Aufgabe 1: Stimmen die folgenden Aussagen mit dem Brief überein? Antworte jeweils mit Ja oder Nein und zitiere die entscheidenden Worte des Briefs wörtlich. (a) Das Gespräch, über das der Brief nachdenkt, fand am Werbellinsee statt. (b) Der Schreiber hält Dietmar im Vergleich zu Oskar für ein politisches Schwergewicht. (c) Peter Glotz bezeichnete Oskar als das größte politische Talent, das ihm je über den Weg gelaufen sei.

Auszug zum Lesen:
****************

Lieber Jan,
unser Gespräch vom Werbellinsee ging mir lange durch den Kopf. Wir haben es zwar in der üblichen heiteren Atmosphäre geführt, bei der wir uns ja auch zumindest nie einen Wortbruch gegenseitig zuschulden kommen ließen, aber Deine völlige Verdutztheit, wie es zu dieser starken Ablehnung von Dietmar Bartsch und seinem engeren Umfeld eigentlich kommen konnte, korrespondiert mit meiner Verständnislosigkeit für den Hass, der Oskar oft entgegenschlug (zuletzt Bockhahn usw.). Zunächst habe ich das versucht, nicht an anderen zu ergründen, sondern an mir. Es erhebt also keinen Anspruch auf Umfänglichkeit.

Sicherlich spielen Herzensdinge dabei eine Rolle, z. B. meine jahrzehntelange Liebe zu diesem besonderen Typen Oskar Lafontaine, gegen den sich Dietmar abfällig gegenüber den uns feindselig eingestellten zwei Hauptredakteuren beim „Spiegel“ geäußert hat und auch ansonsten nicht gerade freundschaftlich mit ihm umgegangen ist. Einem solchen verletzbaren Riesentalent wie Oskar, zu dem sogar sein Gegner Schröder gezwungen war, nach der Kanzlerschaft (!) zu sagen, es sei „das größte politische Talent, was ihm je über den Weg gelaufen ist“, zu dem der eher neoliberale SPD-Rechte Peter Glotz in seinem Sterbetestament schrieb, Oskar sei der einzig freundschaftsfähige und international eingestellte Politiker, den er kennengelernt habe, hat schon auch etwas Galligkeit bei mir hervorgerufen. Dass ich Dietmar im Vergleich zu Oskar für ein politisches Leichtgewicht halte, wirst Du mir vielleicht verdenken, aber ich kann nicht umhin, hier auch meine ehrliche Wahrnehmung wiederzugeben.

****************

Bereitgestelltes Material:
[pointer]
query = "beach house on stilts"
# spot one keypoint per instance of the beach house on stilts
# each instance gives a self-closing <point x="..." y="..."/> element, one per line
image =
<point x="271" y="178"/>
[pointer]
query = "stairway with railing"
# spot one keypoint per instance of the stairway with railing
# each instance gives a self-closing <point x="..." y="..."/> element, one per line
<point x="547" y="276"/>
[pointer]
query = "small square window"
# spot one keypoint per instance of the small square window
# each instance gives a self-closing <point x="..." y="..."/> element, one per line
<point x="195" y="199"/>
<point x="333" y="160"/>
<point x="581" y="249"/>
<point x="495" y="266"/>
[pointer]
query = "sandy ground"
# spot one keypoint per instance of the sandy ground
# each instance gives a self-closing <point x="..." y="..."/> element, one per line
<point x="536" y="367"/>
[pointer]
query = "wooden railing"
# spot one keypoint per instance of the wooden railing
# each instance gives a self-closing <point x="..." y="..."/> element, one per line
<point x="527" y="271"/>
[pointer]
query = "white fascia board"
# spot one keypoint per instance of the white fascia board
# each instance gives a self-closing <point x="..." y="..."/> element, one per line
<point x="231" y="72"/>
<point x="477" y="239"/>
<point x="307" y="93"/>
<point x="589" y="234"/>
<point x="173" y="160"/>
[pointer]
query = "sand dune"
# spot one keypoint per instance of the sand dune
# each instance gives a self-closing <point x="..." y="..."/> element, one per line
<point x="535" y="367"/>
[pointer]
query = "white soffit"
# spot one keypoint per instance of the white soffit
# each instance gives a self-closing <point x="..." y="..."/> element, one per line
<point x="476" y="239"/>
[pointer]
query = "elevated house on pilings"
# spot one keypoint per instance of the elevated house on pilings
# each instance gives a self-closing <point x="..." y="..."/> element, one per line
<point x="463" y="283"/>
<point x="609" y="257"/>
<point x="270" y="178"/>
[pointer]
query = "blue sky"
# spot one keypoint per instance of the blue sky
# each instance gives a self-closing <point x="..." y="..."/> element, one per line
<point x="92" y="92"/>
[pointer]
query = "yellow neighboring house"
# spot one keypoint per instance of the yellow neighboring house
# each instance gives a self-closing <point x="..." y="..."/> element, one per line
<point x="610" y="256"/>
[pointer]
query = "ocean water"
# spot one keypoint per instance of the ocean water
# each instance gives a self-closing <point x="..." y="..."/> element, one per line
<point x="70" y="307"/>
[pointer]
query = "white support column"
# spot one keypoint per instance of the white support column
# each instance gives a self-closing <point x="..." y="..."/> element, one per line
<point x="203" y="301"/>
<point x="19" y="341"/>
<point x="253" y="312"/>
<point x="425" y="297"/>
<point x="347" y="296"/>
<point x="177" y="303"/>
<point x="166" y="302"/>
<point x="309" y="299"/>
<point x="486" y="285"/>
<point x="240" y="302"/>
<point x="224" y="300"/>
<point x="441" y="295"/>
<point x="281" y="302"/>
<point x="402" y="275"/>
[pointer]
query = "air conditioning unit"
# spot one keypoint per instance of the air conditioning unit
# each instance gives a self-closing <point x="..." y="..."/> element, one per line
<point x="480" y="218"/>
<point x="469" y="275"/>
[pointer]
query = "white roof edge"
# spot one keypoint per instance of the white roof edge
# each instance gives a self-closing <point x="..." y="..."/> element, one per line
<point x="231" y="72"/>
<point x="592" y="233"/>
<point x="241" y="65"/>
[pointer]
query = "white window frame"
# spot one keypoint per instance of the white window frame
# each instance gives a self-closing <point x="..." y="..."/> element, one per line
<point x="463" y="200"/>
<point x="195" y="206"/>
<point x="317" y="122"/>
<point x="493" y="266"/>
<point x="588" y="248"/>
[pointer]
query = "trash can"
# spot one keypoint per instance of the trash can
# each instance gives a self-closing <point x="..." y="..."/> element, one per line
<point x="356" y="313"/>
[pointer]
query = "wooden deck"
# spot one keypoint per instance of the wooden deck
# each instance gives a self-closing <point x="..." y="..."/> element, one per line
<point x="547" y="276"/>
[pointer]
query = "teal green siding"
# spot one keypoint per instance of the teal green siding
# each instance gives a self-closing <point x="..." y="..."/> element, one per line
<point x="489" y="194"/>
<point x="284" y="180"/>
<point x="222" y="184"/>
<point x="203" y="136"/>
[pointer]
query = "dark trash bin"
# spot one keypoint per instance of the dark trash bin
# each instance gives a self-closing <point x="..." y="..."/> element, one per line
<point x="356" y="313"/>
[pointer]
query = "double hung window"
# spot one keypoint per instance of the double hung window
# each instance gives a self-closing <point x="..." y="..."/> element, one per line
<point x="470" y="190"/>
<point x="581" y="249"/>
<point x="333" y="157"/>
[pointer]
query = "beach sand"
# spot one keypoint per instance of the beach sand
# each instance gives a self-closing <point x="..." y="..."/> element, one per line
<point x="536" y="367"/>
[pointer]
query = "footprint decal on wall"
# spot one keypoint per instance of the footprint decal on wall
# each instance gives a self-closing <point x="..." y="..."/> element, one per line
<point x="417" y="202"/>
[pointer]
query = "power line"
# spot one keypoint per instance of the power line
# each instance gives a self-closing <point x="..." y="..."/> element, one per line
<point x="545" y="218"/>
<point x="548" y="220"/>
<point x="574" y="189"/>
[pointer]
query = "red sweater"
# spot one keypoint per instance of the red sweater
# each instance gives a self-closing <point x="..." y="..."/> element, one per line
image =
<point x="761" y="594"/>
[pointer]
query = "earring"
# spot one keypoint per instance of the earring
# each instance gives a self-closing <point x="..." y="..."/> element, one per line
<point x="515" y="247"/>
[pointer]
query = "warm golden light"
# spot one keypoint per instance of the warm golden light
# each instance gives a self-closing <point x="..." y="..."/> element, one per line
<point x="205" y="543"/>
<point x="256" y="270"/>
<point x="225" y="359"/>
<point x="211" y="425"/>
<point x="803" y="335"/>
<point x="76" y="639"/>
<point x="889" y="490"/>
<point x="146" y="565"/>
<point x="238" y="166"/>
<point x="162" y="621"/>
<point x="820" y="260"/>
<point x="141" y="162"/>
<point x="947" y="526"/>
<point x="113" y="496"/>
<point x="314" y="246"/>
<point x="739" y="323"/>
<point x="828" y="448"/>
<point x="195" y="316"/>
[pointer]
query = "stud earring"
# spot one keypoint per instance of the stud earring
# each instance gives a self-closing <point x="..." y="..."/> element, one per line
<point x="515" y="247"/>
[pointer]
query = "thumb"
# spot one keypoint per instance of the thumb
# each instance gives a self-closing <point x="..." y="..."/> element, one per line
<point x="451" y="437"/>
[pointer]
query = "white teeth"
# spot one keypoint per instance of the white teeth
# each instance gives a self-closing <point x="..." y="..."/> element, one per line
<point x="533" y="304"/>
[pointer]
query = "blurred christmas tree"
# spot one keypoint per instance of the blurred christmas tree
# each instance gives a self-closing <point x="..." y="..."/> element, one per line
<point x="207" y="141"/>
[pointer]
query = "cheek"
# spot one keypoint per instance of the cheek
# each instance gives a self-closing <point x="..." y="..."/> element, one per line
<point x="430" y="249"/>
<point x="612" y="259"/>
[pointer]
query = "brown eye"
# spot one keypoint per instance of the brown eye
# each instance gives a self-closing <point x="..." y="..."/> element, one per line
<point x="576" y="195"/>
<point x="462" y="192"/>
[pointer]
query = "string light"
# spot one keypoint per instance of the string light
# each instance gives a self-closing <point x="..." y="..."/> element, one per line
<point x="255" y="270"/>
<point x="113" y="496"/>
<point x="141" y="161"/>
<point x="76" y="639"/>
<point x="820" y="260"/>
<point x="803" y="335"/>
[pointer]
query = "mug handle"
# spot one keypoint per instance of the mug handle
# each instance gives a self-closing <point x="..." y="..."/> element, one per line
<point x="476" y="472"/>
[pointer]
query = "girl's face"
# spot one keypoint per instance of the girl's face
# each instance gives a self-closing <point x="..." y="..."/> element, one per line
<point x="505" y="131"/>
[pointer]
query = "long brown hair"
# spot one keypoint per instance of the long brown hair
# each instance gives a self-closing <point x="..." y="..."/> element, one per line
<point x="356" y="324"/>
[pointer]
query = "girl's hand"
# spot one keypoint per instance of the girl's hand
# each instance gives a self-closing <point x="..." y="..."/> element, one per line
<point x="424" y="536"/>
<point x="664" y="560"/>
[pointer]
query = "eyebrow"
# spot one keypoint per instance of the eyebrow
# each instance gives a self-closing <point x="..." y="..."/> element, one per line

****************

Aufgabe 2: In wie vielen Zeilen der Datensätze kommt die Zeichenfolge „hair“ vor? Gib nur die Zahl an.

Richtige Antwort 1:
(a) Ja: „unser Gespräch vom Werbellinsee ging mir lange durch den Kopf“
(b) Nein: „Dass ich Dietmar im Vergleich zu Oskar für ein politisches Leichtgewicht halte“
(c) Nein: „zu dem sogar sein Gegner Schröder gezwungen war, nach der Kanzlerschaft (!) zu sagen“

Richtige Antwort 2: 2